Reproduce the items below verbatim, starting at their first line and ending with the line that contains "xmin=38 ymin=113 xmax=60 ymax=151", with both of those lines included. Leave the pictures out of your answer.

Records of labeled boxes
┌────────
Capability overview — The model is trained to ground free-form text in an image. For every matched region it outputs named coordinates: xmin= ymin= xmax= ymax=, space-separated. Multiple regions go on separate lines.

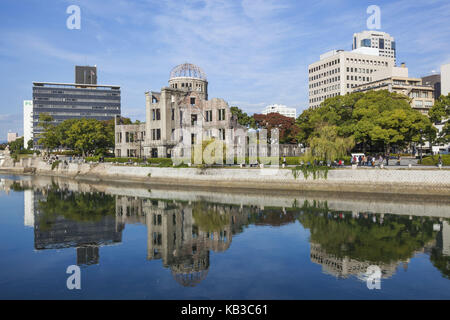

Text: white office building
xmin=308 ymin=47 xmax=395 ymax=108
xmin=352 ymin=30 xmax=396 ymax=62
xmin=262 ymin=104 xmax=297 ymax=119
xmin=23 ymin=100 xmax=33 ymax=148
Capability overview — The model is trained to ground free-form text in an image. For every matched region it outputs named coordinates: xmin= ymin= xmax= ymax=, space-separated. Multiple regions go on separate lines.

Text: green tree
xmin=65 ymin=119 xmax=114 ymax=156
xmin=38 ymin=113 xmax=60 ymax=151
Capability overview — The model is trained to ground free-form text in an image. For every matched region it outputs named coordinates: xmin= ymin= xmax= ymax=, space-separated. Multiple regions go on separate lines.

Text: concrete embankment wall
xmin=0 ymin=158 xmax=450 ymax=195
└────────
◆ Response for this exercise
Capability overview — The model is trained to ground free-form text in an image. For every matched region it outputs named coordinates: xmin= ymin= xmax= ymax=, space-separated. Multiple regions go on separate lines.


Text: white office building
xmin=308 ymin=47 xmax=395 ymax=108
xmin=352 ymin=30 xmax=396 ymax=62
xmin=262 ymin=104 xmax=297 ymax=119
xmin=23 ymin=100 xmax=33 ymax=148
Capability overview — The model is trained to ground free-form text in an image. For every matched region it outputs named coordinates: xmin= ymin= xmax= ymax=, space-separated. Multiple regions go on separate lines.

Text: green tree
xmin=65 ymin=119 xmax=114 ymax=156
xmin=38 ymin=113 xmax=60 ymax=151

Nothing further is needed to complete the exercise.